Segment Start: Passage for review

Genomes
The Genomes controlled vocabulary contains the names, descriptions, and chromosome names and sizes of different Genome assemblies, e.g., hg19.
To begin with, DeepBlue contains the assembly hg19, but new genome assemblies can be inserted easily using the add_genome command.
The following code example shows how to insert a new genome assembly with the chromosome names and sizes.
The variable genome_data
contains text with the chromosome name and its size on each line.
genome_data = """chr1 1000000
chr2 900000
chr3 500000
chrX 100000"""
print server.add_genome("hgX", "Example of Genome for the Manual",
genome_data, user_key)
Please be aware that not all users have permission to insert a new genome into DeepBlue.
The command chromosomes lists all the names and sizes of the chromosomes of a genome assembly:
print server.chromosomes("hgX", user_key)
The add_genome
command also creates an annotation containing all chromosomes and their sizes.
The annotation name is identical to that of the genome.
The annotation can be found using the list_annotations:
print server.list_annotations("hgX", user_key)
Use the select_annotations and get_regions commands to obtain the genome's annotation:
(s, chromosomes_annotation) = server.select_annotations("hgX", "hgX", None,
None, None, user_key)
(s, regions) = server.get_regions(chromosomes_annotation, "CHROMOSOME,START,END",
user_key)
print regions
It will print:
chr1 0 1000000
chr2 0 900000
chr3 0 500000
chrX 0 100000
The select_annotations
and get_regions
commands will be explained in more detail in the Exploring the Data section.
Genomic Sequences
DeepBlue also stores genomic sequences from the genome assemblies which can be used for data filtering and analysis.
The sequences of hg19
genome assembly chromosomes are already included in DeepBlue.
The upload_chromosome command is used to upload the genomic sequences of other genome assemblies:
# Example sequence!
data = "ACTGACTGCG" * 100000
print server.upload_chromosome("hgX", "chr1", data, user_key)
The Working with Sequences section discusses how to access and use the genomic sequences.
A list of all possible commands that can be applied within the genomes controlled vocabulary is available at DeepBlue API - Inserting and listing Genomes.

Segment End: Passage for review

What you need to do: Reproduce the DeepBlue genomes documentation above word for word, from its opening heading through its final sentence.

Segment Start: Dataset entries

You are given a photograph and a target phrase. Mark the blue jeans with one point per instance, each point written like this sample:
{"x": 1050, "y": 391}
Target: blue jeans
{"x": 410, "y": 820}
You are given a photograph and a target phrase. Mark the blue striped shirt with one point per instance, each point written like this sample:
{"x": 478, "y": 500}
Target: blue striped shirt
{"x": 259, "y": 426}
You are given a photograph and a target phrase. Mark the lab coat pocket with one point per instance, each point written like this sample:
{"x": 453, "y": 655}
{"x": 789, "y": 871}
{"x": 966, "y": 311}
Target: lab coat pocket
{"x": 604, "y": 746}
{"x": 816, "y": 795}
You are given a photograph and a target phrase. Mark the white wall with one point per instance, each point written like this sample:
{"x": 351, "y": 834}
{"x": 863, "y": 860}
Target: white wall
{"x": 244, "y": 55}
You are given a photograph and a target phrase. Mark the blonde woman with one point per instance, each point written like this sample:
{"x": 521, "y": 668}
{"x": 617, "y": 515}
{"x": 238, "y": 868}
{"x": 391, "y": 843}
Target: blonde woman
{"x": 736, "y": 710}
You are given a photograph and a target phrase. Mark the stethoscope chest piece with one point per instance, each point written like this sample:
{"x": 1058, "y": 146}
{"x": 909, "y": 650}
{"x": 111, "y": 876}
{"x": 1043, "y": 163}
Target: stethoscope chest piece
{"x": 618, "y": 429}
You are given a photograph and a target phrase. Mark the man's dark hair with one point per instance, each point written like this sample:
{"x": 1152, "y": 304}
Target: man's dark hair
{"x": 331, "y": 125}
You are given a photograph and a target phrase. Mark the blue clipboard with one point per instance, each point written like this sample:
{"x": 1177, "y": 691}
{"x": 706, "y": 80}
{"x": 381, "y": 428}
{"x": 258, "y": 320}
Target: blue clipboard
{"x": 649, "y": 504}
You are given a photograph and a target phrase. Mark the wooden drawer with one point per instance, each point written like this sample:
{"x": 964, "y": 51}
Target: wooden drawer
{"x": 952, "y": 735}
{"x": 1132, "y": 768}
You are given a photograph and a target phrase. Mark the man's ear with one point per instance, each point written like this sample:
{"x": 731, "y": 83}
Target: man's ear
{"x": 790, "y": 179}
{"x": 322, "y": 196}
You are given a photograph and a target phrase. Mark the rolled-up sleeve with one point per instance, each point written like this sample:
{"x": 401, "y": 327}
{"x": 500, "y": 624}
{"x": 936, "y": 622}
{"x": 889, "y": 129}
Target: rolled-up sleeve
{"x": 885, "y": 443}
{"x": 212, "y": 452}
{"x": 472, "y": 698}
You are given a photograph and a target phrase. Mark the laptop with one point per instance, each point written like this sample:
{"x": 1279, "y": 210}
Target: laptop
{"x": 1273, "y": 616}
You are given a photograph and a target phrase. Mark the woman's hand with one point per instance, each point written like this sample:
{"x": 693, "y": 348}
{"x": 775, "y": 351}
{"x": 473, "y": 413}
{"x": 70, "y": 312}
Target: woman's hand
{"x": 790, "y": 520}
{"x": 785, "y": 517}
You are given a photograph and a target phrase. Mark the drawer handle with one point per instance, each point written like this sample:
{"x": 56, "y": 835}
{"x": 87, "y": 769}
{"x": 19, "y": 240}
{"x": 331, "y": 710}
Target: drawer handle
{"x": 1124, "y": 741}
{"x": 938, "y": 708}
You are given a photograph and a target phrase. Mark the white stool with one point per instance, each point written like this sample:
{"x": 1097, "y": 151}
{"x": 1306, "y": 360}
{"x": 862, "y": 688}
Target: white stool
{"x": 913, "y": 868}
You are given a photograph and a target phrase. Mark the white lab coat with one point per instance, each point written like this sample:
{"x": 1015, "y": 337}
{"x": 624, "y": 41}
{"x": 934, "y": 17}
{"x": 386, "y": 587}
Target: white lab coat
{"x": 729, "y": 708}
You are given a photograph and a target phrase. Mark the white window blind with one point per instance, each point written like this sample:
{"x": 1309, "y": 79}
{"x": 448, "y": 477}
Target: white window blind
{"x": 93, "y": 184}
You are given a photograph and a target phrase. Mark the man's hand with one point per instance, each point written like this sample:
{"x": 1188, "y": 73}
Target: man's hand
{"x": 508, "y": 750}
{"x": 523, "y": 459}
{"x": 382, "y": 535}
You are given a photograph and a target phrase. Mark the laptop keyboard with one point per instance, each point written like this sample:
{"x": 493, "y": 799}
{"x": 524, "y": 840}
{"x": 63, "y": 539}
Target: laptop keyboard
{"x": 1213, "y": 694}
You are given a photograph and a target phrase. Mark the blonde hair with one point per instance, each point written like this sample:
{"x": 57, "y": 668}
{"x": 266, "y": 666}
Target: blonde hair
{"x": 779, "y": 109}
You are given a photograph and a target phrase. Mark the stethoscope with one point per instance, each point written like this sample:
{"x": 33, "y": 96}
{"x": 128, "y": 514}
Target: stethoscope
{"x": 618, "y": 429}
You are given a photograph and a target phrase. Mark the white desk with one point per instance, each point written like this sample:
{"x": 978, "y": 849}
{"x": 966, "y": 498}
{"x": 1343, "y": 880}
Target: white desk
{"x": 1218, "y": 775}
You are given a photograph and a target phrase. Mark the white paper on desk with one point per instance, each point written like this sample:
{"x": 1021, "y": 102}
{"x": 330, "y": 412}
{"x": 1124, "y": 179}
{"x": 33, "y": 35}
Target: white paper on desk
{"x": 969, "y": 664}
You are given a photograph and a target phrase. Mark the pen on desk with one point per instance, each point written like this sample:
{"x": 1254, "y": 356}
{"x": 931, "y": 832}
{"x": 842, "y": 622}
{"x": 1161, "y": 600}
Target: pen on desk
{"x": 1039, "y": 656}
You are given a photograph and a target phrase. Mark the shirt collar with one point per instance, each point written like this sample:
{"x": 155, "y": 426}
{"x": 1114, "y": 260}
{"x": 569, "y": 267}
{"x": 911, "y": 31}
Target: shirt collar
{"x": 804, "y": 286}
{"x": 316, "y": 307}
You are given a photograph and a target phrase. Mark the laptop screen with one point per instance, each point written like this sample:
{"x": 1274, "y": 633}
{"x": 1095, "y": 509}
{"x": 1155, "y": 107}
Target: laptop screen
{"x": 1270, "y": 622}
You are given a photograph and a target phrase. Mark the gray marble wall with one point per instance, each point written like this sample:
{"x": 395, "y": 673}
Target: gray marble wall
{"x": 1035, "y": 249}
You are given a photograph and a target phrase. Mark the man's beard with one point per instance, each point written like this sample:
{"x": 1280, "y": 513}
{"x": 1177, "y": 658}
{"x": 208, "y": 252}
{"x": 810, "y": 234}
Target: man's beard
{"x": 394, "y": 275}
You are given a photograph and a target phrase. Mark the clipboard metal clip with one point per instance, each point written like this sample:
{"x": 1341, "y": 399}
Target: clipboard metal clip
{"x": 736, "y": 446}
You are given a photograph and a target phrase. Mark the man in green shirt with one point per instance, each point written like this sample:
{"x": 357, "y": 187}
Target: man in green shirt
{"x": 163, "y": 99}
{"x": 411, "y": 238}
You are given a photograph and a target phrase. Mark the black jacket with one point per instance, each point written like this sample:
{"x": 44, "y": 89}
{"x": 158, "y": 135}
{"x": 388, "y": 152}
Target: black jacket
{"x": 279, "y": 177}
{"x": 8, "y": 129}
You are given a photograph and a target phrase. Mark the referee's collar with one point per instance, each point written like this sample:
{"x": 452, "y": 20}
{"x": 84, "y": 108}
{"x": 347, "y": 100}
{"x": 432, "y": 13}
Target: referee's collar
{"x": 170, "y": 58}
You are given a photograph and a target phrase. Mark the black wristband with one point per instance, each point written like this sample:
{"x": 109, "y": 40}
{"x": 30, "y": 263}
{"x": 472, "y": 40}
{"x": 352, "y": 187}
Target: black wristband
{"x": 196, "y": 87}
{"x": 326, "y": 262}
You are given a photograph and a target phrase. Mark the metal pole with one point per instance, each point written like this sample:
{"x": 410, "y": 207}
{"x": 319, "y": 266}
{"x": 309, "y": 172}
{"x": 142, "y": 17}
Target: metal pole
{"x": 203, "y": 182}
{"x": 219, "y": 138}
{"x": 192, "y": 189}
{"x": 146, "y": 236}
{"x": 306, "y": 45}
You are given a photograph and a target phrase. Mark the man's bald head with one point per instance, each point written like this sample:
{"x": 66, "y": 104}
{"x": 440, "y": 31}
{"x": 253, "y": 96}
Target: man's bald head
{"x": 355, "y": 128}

Segment End: Dataset entries

Answer for the task:
Genomes
The Genomes controlled vocabulary contains the names, descriptions, and chromosome names and sizes of different Genome assemblies, e.g., hg19.
To begin with, DeepBlue contains the assembly hg19, but new genome assemblies can be inserted easily using the add_genome command.
The following code example shows how to insert a new genome assembly with the chromosome names and sizes.
The variable genome_data
contains text with the chromosome name and its size on each line.
genome_data = """chr1 1000000
chr2 900000
chr3 500000
chrX 100000"""
print server.add_genome("hgX", "Example of Genome for the Manual",
genome_data, user_key)
Please be aware that not all users have permission to insert a new genome into DeepBlue.
The command chromosomes lists all the names and sizes of the chromosomes of a genome assembly:
print server.chromosomes("hgX", user_key)
The add_genome
command also creates an annotation containing all chromosomes and their sizes.
The annotation name is identical to that of the genome.
The annotation can be found using the list_annotations:
print server.list_annotations("hgX", user_key)
Use the select_annotations and get_regions commands to obtain the genome's annotation:
(s, chromosomes_annotation) = server.select_annotations("hgX", "hgX", None,
None, None, user_key)
(s, regions) = server.get_regions(chromosomes_annotation, "CHROMOSOME,START,END",
user_key)
print regions
It will print:
chr1 0 1000000
chr2 0 900000
chr3 0 500000
chrX 0 100000
The select_annotations
and get_regions
commands will be explained in more detail in the Exploring the Data section.
Genomic Sequences
DeepBlue also stores genomic sequences from the genome assemblies which can be used for data filtering and analysis.
The sequences of hg19
genome assembly chromosomes are already included in DeepBlue.
The upload_chromosome command is used to upload the genomic sequences of other genome assemblies:
# Example sequence!
data = "ACTGACTGCG" * 100000
print server.upload_chromosome("hgX", "chr1", data, user_key)
The Working with Sequences section discusses how to access and use the genomic sequences.
A list of all possible commands that can be applied within the genomes controlled vocabulary is available at DeepBlue API - Inserting and listing Genomes.